Source information START

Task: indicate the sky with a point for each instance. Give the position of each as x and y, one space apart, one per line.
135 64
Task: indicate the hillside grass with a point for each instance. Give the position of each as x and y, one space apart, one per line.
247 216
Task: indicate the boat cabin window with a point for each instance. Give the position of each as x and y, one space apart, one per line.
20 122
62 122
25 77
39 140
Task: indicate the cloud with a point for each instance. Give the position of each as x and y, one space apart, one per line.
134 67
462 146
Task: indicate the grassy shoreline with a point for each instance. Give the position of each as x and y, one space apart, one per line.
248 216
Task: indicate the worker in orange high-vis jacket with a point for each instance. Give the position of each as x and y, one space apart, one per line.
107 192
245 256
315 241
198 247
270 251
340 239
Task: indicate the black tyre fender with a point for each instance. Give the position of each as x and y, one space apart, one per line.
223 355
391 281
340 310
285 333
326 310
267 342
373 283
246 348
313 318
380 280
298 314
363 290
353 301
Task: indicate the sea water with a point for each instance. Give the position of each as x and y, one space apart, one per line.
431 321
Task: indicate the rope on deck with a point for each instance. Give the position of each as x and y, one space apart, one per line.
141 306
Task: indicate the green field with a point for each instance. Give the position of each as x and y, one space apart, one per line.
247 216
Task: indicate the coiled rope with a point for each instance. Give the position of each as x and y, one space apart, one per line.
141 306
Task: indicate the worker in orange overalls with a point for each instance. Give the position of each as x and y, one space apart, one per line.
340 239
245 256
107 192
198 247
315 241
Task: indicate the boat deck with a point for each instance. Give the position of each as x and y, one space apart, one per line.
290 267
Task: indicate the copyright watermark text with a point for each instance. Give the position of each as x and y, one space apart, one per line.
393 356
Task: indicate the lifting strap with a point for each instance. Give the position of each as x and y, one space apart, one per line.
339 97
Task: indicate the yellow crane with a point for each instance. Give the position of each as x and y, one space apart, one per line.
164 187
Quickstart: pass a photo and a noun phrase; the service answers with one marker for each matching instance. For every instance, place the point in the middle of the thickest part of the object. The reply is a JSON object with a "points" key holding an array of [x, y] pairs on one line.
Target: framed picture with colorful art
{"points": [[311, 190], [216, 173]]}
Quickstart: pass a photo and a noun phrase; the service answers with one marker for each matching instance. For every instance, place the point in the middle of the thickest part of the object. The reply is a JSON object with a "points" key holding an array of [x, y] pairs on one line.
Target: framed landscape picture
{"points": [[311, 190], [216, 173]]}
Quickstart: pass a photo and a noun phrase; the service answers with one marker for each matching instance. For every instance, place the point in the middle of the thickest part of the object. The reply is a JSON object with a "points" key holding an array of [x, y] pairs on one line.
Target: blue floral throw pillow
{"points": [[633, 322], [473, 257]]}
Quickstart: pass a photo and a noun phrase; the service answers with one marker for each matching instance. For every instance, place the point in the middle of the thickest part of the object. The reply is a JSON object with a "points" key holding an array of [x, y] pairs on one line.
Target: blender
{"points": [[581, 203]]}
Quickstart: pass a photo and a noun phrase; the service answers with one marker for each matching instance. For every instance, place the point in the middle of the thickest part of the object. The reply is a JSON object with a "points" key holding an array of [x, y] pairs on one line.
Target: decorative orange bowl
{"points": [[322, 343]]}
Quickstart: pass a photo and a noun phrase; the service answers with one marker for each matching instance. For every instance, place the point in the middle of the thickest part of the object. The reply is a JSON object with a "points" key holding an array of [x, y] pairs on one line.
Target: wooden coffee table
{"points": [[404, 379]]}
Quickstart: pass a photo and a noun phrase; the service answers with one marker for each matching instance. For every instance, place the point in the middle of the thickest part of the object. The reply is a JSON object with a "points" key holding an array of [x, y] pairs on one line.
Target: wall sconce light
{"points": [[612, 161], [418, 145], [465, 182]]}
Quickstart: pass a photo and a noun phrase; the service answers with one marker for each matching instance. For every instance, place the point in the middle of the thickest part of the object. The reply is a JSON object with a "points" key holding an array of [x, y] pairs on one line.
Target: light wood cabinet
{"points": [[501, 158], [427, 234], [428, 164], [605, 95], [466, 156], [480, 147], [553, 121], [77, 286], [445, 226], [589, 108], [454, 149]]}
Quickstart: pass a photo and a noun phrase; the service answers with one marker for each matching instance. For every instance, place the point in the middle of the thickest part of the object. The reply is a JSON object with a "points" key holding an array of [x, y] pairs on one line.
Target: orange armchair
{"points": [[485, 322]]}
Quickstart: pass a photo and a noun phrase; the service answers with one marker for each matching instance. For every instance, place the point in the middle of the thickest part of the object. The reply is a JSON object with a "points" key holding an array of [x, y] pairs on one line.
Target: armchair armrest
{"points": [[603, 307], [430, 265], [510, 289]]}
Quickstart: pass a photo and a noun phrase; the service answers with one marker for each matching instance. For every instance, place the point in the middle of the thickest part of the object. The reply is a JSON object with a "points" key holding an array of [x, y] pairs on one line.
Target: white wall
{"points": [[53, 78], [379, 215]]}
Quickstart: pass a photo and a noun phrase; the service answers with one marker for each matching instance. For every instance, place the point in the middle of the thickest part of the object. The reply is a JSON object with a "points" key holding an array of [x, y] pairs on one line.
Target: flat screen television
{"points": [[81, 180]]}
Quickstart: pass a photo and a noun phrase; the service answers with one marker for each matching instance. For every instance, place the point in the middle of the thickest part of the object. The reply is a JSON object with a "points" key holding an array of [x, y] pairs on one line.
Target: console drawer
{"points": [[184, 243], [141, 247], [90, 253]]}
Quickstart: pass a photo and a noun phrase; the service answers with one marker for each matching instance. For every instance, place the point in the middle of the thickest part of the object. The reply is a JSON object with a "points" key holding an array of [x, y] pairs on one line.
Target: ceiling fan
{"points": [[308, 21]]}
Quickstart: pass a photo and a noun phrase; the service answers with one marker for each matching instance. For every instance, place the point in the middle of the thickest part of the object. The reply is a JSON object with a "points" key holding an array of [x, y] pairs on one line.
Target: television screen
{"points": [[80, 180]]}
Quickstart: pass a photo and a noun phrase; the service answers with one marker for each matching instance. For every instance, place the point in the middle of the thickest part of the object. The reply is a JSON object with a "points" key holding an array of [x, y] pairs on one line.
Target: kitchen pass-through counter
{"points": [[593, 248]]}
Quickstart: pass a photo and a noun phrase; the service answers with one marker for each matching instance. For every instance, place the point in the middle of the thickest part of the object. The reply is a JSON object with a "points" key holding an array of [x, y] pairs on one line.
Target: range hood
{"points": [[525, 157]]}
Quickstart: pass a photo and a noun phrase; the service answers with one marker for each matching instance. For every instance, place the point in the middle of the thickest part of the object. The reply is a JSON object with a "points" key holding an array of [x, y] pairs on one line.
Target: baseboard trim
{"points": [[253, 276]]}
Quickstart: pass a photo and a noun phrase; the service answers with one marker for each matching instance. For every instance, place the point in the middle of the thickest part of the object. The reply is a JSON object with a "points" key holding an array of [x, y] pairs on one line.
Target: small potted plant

Source information END

Transcribe the whole listing above, keeping each line exactly as written.

Task: indicate the sky with a point for each instance. Give the position of each as x and y, one space apart, one per line.
135 64
Task: indicate the hillside grass with a point for each instance. Give the position of each as x and y, one space apart, one per line.
247 216
Task: indicate the boat cabin window with a point for each instance. Give the position of each as x and y, one space apart, one per line.
20 122
62 122
25 77
39 140
Task: indicate the cloud with a point for each instance. Give the position of each as x and y, one space apart, one per line.
134 67
462 146
Task: indicate the grassy shoreline with a point for each instance. Give the position of each as x and y, one space apart, one per line.
248 216
Task: indicate the worker in orange high-vis jacket with a point for each instance. Give the position of each as x and y, one space apart, one per line.
107 192
245 256
315 241
198 247
270 251
340 239
Task: indicate the black tyre fender with a point for each instance. Give the position of each as x and y, one space apart, one per line.
223 355
391 281
340 310
285 333
326 310
267 342
373 283
246 348
313 318
380 280
298 314
363 290
353 301
Task: indicate the sea water with a point for each instance. Give the position of each as x and y, one space apart, one per line.
431 321
Task: indicate the rope on deck with a point for each instance. Give the position of each as x and y, one space apart, one per line.
141 306
Task: indicate the green field with a point for each instance. Give the position of each as x and y, one space apart, one per line.
247 216
Task: indicate the coiled rope with a point for each instance. Give the position of each as x and y, one space apart, one per line.
141 306
Task: indicate the worker in orange overalls with a point for each instance. Give the position of each as x and y, one space apart, one per line.
340 239
245 256
107 192
198 247
315 241
Task: indicate the boat deck with a point for each instance. Give the position of each as x and y, one space apart, one per line.
290 267
Task: indicate the copyright watermark text with a point for each instance. Give the position of each as x and y, one space apart, one per line.
393 356
Task: indicate the lifting strap with a point for each instance. Give the position of each as x and y, one space apart, one per line.
339 97
Task: indicate the yellow crane with a point for each instance. Give the position of each as x and y, one space apart, one per line.
164 187
Quickstart: pass a photo and a noun phrase; the service answers with one marker for each matching instance. For every instance, place the point in the middle of the thickest part of the object. The reply is a JSON object with a "points" key holding an array of [x, y] pairs on one line.
Target: framed picture with colorful art
{"points": [[311, 190], [216, 173]]}
Quickstart: pass a photo and a noun phrase; the service answers with one marker for each matching instance. For every instance, place the point in the middle of the thickest part of the object. The reply is a JSON object with a "points" key holding an array of [x, y] pairs on one line.
Target: framed landscape picture
{"points": [[311, 190], [216, 173]]}
Quickstart: pass a photo and a noun phrase; the service answers with one marker for each matching instance. For every instance, place the point in the middle of the thickest part of the object. The reply is a JSON object with a "points" key holding an array of [x, y] pairs on one line.
Target: blue floral throw pillow
{"points": [[633, 322], [473, 257]]}
Quickstart: pass a photo and a noun phrase; the service answers with one marker for each matching instance. For every instance, place the point in the middle of the thickest part of the object. The reply is a JSON object with a "points" key holding an array of [x, y] pairs on one line.
Target: blender
{"points": [[581, 203]]}
Quickstart: pass a photo and a noun phrase; the service answers with one marker for each matching instance. For every instance, place the point in the middle of the thickest part of the object. The reply is a JSON object with a "points" key holding an array of [x, y] pairs on one line.
Target: decorative orange bowl
{"points": [[322, 343]]}
Quickstart: pass a photo and a noun phrase; the service answers with one marker for each matching instance. For every instance, place the point in the middle of the thickest part of the object. The reply is a JSON object with a "points" key holding an array of [x, y] pairs on one line.
Target: wooden coffee table
{"points": [[404, 379]]}
Quickstart: pass a photo and a noun phrase; the service answers with one marker for each matching instance. For every instance, place the point in the middle of the thickest part of the object. The reply is a JSON object with a "points" key holding an array of [x, y] pairs on one line.
Target: wall sconce light
{"points": [[612, 161], [418, 145], [465, 182]]}
Quickstart: pass a photo and a noun phrase; the service answers with one marker for each matching instance. For every instance, place the point in the middle of the thickest part of the object. The reply is a JSON object with a "points" key holding an array of [x, y] pairs on one line.
Target: light wood cabinet
{"points": [[501, 158], [427, 234], [428, 164], [605, 95], [466, 156], [480, 147], [553, 121], [77, 286], [445, 226], [589, 108], [454, 149]]}
Quickstart: pass a photo and a noun phrase; the service answers with one marker for each matching instance. For every instance, place the point in the middle of the thickest part of the object. The reply is a JSON object with a "points" key holding an array of [x, y] pairs on one line.
Target: orange armchair
{"points": [[485, 322]]}
Quickstart: pass a photo and a noun phrase; the service answers with one marker for each matching instance. For every instance, place the point in the middle of the thickest part of the object. The reply is a JSON object with a "points" key holding an array of [x, y] pairs on one line.
Target: armchair armrest
{"points": [[603, 307], [430, 265], [510, 289]]}
Quickstart: pass a photo and a noun phrase; the service answers with one marker for each matching instance. For every instance, place the point in the middle of the thickest part of the object. The reply is a JSON object with a "points" key holding an array of [x, y] pairs on one line.
Target: white wall
{"points": [[53, 78], [379, 215]]}
Quickstart: pass a photo and a noun phrase; the service answers with one marker for each matching instance. For every instance, place the point in the middle of the thickest part of the object. The reply is a JSON object with a "points" key holding an array of [x, y] pairs on one line.
Target: flat screen television
{"points": [[81, 180]]}
Quickstart: pass a photo and a noun phrase; the service answers with one marker for each matching instance. For every instance, place the point in the middle of the thickest part of the object. The reply is a JSON object with a "points" key holding an array of [x, y] pairs on one line.
Target: console drawer
{"points": [[184, 243], [141, 247], [90, 253]]}
Quickstart: pass a photo and a noun phrase; the service answers with one marker for each matching instance. For every instance, place the point in the middle of the thickest part of the object. The reply is a JSON object with a "points" key holding an array of [x, y] pairs on one line.
Target: ceiling fan
{"points": [[308, 21]]}
Quickstart: pass a photo and a noun phrase; the service answers with one marker for each matching instance. For every instance, place the point in the middle of the thickest part of the object. The reply is a JSON object with a "points" key holding an array of [x, y] pairs on one line.
Target: television screen
{"points": [[80, 180]]}
Quickstart: pass a photo and a noun phrase; the service answers with one marker for each matching instance. For every instance, place the point in the middle of the thickest part of the object. The reply is a JSON object with a "points" key holding an array of [x, y] pairs on one line.
Target: kitchen pass-through counter
{"points": [[593, 248]]}
Quickstart: pass a photo and a noun phrase; the service answers with one marker for each matching instance. For every instance, place the point in the middle of the thickest part of the object. The reply is a JSON object with a "points" key holding an array of [x, y] pairs on one line.
Target: range hood
{"points": [[525, 157]]}
Quickstart: pass a photo and a noun phrase; the service answers with one marker for each matching instance. For every instance, place the point in the middle of the thickest part of the object. The reply is a JSON object with a "points" key holding an array of [x, y] pairs on one line.
Target: baseboard trim
{"points": [[253, 276]]}
Quickstart: pass a photo and a noun phrase; the service answers with one marker for each matching instance. For every instance, place the point in the middle of the thickest part of the object. The reply is a JSON object with a "points" key holding an array of [x, y] pairs on one line.
Target: small potted plant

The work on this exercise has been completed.